#### [DIE AUFGABE]
Welchem Anteil der männlichen Soldaten widerfährt laut dem Textauszug jedes Jahr eine Vergewaltigung?

#### [DER TEXTAUSZUG]
╭──
So warf man einer Soldatin vor, sie hätte sich zu aufreizend gekleidet – dabei hatte sie lediglich ihre Uniform an. Die angeblichen Auslöser für die Taten, ebenso wie ihre Nichtverfolgung, sind verstörend. Ebenso wie Dicks kurzzeitiger Ausflug in einen scheinbar noch weitaus dunkleren Abgrund, als plötzlich mit Michael Matthews ein Veteran von einer Vergewaltigung berichtet. Der ehemalige Air Force Soldat wurde in jungen Jahren von zwei unbekannten Kameraden vergewaltigt – ebenfalls nichts Ungewöhnliches. Rund ein Prozent der männlichen Soldaten widerfährt dieses Schicksal jedes Jahr, was weniger klingt, aber mehr ist als bei den Frauen.

Denn dadurch, dass es mehr männliche als weibliche Soldaten gibt, ist die Zahl der Betroffenen mit über 20.000 Fällen höher. Vergewaltigung in der Armee, so das Ergebnis, ist nicht auf das Geschlecht des Opfers bezogen. Auch wenn sich verschiedene Kampagnen gegen sexuelle Übergriffe – darunter der zynische Hinweis “Don’t risk it. Ask her when she’s sober” – primär zum Schutz der Soldatinnen aussprechen. Die Auswirkungen sind evident: Auf die Frage, ob sie ihre Töchter beim Militär sehen wollen, verneinen alle Interviewten. “I was always taught that it’s every citizen’s duty to join the military”, sagt Jessica Hinves. “If you can, you should.”
╰──
#### [EINTRÄGE]
╭──
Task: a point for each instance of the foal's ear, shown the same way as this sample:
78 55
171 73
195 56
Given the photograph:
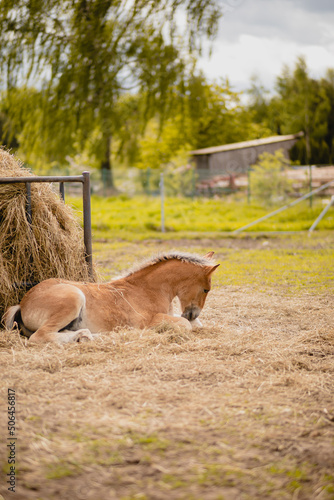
╰──
#### [LÖSUNG]
Rund einem Prozent der männlichen Soldaten.